**REQUIREMENT**
Each line of the material below that holds the word "nose" needs to be copied.

::: DATASET RECORDS :::

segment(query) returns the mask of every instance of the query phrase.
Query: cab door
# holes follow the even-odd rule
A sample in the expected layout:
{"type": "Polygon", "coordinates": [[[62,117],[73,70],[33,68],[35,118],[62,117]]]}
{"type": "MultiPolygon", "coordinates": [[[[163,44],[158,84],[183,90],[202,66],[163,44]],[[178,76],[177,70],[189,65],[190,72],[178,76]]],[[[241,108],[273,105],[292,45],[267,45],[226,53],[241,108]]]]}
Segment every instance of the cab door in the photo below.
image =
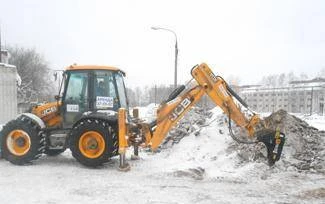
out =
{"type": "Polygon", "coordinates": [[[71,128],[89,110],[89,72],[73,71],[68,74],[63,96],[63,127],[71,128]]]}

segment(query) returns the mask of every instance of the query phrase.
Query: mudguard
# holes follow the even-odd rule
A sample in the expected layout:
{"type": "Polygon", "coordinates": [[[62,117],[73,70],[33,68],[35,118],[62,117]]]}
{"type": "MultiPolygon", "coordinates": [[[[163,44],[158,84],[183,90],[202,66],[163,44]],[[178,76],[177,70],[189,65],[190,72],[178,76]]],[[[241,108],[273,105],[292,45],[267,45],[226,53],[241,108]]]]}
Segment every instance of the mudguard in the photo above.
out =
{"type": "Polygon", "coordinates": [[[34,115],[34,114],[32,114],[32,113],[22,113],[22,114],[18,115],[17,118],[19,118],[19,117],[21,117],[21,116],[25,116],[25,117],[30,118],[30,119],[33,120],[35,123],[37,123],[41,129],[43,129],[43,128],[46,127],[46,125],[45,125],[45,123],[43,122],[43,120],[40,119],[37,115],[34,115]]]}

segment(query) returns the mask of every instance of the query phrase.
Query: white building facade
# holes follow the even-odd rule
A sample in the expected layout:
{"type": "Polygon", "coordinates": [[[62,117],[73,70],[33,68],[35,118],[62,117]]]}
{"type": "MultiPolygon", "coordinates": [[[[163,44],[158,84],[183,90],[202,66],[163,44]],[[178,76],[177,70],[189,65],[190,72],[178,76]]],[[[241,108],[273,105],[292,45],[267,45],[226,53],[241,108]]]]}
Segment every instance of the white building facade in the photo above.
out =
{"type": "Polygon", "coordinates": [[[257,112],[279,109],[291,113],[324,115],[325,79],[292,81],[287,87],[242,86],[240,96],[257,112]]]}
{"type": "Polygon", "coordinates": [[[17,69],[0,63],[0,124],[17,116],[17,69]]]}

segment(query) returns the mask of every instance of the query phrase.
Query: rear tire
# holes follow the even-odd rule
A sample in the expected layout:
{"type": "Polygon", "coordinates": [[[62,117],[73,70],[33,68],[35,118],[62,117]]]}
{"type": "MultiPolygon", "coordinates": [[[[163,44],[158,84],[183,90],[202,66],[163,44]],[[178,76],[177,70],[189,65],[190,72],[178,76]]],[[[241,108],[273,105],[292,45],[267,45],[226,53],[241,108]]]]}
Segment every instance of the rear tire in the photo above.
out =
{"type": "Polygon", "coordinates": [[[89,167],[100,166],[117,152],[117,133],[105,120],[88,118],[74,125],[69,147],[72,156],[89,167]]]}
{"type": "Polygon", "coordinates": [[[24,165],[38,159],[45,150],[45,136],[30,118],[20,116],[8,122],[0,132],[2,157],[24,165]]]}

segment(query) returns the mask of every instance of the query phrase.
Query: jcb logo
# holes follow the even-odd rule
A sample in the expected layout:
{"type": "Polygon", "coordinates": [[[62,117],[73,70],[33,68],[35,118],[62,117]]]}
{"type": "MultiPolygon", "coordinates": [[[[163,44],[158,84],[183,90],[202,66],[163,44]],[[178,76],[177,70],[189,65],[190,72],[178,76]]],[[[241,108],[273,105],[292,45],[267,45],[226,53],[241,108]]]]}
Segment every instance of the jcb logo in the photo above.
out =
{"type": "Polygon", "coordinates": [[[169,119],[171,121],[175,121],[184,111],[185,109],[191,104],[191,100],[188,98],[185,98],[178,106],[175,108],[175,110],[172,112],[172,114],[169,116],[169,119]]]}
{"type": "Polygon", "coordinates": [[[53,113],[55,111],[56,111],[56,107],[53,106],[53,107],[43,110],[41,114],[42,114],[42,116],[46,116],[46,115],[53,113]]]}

:::
::: DATASET RECORDS :::

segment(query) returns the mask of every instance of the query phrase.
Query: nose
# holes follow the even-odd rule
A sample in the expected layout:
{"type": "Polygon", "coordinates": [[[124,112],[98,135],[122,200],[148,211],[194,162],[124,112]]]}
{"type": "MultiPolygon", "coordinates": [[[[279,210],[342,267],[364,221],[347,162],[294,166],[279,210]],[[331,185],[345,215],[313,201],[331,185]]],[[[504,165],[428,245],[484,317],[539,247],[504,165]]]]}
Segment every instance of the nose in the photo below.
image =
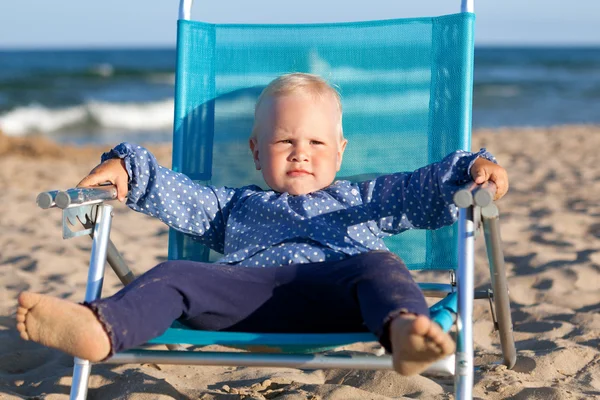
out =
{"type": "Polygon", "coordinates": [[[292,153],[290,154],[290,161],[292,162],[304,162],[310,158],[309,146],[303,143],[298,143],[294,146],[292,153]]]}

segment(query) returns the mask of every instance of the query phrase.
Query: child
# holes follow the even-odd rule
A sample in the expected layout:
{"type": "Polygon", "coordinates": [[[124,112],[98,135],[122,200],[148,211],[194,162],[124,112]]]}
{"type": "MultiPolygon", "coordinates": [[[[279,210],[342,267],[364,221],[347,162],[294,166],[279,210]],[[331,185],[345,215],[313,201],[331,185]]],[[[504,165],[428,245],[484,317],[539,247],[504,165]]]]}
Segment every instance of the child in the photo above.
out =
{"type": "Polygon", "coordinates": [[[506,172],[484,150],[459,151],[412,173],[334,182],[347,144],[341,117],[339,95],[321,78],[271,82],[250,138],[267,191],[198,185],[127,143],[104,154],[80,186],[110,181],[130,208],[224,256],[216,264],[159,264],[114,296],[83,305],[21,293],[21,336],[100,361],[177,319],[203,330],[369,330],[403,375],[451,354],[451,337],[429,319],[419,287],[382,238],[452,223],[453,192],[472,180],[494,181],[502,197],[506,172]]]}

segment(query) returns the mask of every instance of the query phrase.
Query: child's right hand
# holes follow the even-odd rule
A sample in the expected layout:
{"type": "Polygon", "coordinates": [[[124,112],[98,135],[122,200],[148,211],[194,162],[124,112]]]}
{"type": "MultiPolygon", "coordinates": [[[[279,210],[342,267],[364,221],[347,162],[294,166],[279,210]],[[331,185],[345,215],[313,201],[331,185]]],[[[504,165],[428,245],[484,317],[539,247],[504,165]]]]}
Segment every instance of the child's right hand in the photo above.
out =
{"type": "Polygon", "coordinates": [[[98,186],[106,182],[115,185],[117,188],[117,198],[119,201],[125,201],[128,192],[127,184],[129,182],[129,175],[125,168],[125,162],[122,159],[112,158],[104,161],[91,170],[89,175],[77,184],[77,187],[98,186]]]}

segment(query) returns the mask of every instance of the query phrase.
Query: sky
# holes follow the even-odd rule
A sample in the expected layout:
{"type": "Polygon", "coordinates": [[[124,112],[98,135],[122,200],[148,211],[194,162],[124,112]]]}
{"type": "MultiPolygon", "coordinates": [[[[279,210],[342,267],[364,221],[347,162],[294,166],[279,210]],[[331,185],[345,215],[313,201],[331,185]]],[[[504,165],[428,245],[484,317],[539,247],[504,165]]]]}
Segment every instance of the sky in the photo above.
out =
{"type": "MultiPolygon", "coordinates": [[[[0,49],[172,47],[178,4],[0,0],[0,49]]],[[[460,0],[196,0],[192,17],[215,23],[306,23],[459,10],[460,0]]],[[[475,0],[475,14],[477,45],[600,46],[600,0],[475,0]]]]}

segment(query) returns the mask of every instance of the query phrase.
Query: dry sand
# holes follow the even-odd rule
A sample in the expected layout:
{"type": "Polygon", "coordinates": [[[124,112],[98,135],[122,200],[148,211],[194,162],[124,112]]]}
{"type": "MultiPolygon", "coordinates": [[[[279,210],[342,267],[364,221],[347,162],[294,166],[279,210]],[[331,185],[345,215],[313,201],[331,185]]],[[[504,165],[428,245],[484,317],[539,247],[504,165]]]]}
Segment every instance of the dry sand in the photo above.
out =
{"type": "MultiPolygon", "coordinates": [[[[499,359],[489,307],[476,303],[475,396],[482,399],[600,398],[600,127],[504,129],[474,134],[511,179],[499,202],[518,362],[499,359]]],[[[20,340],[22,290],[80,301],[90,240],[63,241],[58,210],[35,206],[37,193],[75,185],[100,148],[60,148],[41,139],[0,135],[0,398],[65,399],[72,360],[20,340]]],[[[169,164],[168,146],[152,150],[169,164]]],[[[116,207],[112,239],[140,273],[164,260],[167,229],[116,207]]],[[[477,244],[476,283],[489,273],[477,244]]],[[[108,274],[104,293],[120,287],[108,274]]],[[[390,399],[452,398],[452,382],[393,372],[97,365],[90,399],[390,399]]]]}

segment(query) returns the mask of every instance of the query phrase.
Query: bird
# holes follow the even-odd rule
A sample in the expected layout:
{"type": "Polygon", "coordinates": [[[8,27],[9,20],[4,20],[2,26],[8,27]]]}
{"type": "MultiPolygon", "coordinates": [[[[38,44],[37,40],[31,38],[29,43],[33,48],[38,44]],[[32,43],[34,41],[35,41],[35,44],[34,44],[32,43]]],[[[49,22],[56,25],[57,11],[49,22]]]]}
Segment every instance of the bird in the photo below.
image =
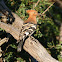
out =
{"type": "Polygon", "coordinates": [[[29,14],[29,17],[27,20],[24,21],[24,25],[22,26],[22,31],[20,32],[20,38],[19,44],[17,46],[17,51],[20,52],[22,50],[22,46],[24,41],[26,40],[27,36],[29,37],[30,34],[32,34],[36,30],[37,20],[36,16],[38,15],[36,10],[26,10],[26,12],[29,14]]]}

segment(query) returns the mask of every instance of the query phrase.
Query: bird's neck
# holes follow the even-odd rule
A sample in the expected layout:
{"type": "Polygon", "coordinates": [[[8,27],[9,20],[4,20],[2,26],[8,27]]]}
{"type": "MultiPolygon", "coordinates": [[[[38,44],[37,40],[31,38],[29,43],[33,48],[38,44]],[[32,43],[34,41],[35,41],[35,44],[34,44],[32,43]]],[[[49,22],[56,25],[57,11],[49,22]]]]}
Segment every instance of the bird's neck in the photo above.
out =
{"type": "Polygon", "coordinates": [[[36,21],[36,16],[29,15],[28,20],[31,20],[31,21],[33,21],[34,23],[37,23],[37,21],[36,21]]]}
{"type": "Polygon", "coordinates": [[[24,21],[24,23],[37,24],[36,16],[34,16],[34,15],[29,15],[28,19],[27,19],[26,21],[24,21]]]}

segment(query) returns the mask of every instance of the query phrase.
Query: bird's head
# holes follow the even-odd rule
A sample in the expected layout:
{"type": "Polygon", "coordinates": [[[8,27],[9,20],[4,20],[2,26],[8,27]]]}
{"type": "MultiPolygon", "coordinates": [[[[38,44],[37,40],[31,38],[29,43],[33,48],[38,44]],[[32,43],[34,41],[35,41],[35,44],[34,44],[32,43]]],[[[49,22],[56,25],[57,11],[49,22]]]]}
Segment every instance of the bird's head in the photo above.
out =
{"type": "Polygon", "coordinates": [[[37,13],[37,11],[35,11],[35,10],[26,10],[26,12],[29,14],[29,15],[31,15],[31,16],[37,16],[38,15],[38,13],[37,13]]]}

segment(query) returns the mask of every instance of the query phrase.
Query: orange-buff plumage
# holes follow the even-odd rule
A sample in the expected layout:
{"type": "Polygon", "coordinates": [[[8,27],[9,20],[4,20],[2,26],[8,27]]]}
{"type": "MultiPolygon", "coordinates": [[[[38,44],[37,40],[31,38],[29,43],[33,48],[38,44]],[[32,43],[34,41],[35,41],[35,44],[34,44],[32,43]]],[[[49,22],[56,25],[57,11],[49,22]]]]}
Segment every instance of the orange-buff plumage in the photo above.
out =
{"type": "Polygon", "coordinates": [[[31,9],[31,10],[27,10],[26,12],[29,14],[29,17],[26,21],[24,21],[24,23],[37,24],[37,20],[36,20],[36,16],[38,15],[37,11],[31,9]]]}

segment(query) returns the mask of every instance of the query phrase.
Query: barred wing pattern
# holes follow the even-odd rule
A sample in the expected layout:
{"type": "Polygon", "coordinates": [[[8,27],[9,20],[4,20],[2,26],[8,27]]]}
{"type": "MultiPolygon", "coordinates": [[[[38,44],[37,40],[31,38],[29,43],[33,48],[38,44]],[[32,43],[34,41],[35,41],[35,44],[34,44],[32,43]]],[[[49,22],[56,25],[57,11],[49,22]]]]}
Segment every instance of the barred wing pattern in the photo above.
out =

:::

**OUTPUT FOR THIS TASK**
Query: nose
Segment every instance of the nose in the photo below.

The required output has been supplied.